Start of SOURCE TEXT

Question: How can I obtain ~same speed as the server ?

Question

Question: How can I obtain ~same speed as the server ?

crisdarbellay opened this issue 8 months ago · 3 comments

Hello,

First of all thank you for sharing your work!

I tried to install and use colabfold locally, and use colabfold_search instead of the server (I have ~7000 proteins to predict). I managed to use it, and mobilised the required ressources (1tb ram, performant CPU etc), but I still can't manage to obtain the .a3m files with a correct speed. It takes ~1h per protein. I used this tutorial https://qiita.com/Ag_smith/items/bfcf94e701f1e6a2aa90 as an example for my code.

Could I see more examples of how do you run colabfold_search, especially for a folder full of fasta files?

OS: Ubuntu 22.04

Answer 1 · 2024-05-07T01:31:06.000Z

Same problem!

Answer 2 · 2024-05-07T05:31:33.000Z

Please check the following computational environment:

Is your database placed on a local SSD, not an HDD? If you are using HDD, the calculation speed will be extremely slow. In other cases, if the database is located on a network drive (such as NFS), it will delay the calculation.
vmtouch is useful to keep the database in the RAM. --db-load-mode 2 is also useful, but it will be effective from the second cycle.

Answer 3 · 2024-05-17T09:07:07.000Z

Hi! I need to fold around ~1k dimers and I was wondering whether it is faster to download MMseqs2 locally (colabfold_search) or use the MSA server (colabfold_batch). If so, how much faster? Also, many of these dimers share the same monomer. Is there a way of speeding things up knowing that?

End of SOURCE TEXT

_ACTIVITY A_
According to the colabfold_search thread, why should the database sit on a local SSD rather than an HDD or a network drive?
_ACTIVITY B_
From the colabfold_search thread, extract the passage between "Answer 1 · 2024-05-07T01:31:06.000Z" and "delay the calculation.", inclusive.

Start of DATA RECORDS

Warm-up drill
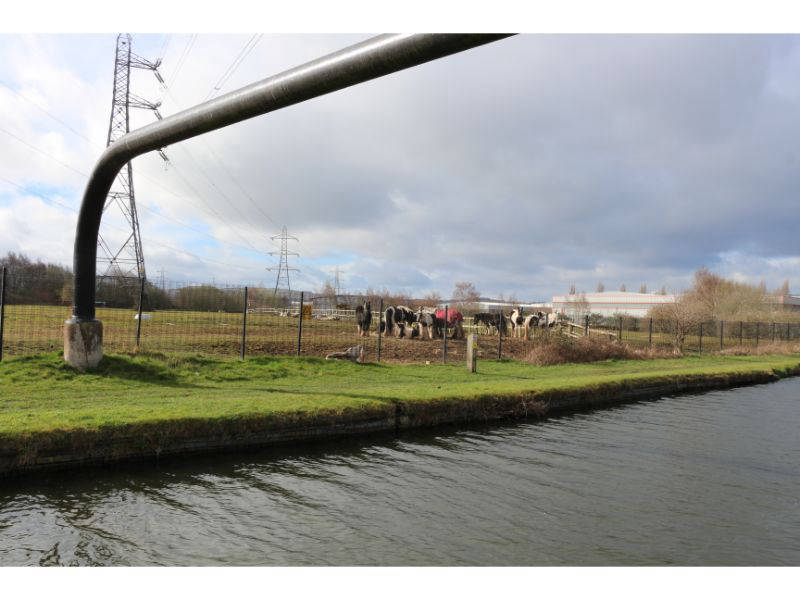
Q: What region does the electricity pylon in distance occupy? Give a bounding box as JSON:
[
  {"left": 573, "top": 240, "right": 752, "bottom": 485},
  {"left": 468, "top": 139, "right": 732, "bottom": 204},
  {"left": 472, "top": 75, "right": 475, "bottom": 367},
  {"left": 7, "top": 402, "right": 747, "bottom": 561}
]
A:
[
  {"left": 97, "top": 33, "right": 166, "bottom": 281},
  {"left": 267, "top": 225, "right": 300, "bottom": 294}
]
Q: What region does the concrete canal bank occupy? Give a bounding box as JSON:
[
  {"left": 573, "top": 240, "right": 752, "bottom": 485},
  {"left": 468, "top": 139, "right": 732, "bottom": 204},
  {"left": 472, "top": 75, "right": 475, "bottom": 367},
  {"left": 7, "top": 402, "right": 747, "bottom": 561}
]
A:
[{"left": 0, "top": 362, "right": 800, "bottom": 476}]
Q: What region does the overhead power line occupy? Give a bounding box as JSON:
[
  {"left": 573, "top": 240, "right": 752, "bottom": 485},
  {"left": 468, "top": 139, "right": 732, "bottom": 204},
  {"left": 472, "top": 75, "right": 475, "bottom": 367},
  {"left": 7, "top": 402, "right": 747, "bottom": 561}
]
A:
[
  {"left": 0, "top": 122, "right": 264, "bottom": 254},
  {"left": 165, "top": 33, "right": 197, "bottom": 86},
  {"left": 203, "top": 34, "right": 263, "bottom": 102},
  {"left": 0, "top": 175, "right": 251, "bottom": 272}
]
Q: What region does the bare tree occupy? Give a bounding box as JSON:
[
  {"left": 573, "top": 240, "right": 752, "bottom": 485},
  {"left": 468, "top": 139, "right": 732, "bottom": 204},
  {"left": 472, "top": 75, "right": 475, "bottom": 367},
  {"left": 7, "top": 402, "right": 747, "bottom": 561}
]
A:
[{"left": 650, "top": 292, "right": 706, "bottom": 352}]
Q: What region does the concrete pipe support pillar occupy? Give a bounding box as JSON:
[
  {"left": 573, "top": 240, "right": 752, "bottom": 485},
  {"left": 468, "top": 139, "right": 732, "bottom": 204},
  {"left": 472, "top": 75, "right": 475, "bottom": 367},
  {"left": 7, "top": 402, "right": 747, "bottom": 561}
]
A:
[{"left": 64, "top": 318, "right": 103, "bottom": 371}]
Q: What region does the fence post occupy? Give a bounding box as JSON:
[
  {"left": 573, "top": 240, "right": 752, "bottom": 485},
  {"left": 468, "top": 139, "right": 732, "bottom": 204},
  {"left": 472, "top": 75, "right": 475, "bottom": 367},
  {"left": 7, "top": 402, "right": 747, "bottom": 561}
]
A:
[
  {"left": 700, "top": 322, "right": 703, "bottom": 354},
  {"left": 136, "top": 277, "right": 144, "bottom": 350},
  {"left": 378, "top": 298, "right": 383, "bottom": 362},
  {"left": 497, "top": 311, "right": 505, "bottom": 360},
  {"left": 297, "top": 292, "right": 305, "bottom": 356},
  {"left": 467, "top": 333, "right": 478, "bottom": 373},
  {"left": 442, "top": 304, "right": 448, "bottom": 362},
  {"left": 239, "top": 286, "right": 247, "bottom": 360},
  {"left": 0, "top": 266, "right": 6, "bottom": 360}
]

End of DATA RECORDS

_RESPONSE A_
On an HDD the calculation speed becomes extremely slow, and a database on a network drive such as NFS delays the calculation.

_RESPONSE B_
Answer 1 · 2024-05-07T01:31:06.000Z

Same problem!

Answer 2 · 2024-05-07T05:31:33.000Z

Please check the following computational environment:

Is your database placed on a local SSD, not an HDD? If you are using HDD, the calculation speed will be extremely slow. In other cases, if the database is located on a network drive (such as NFS), it will delay the calculation.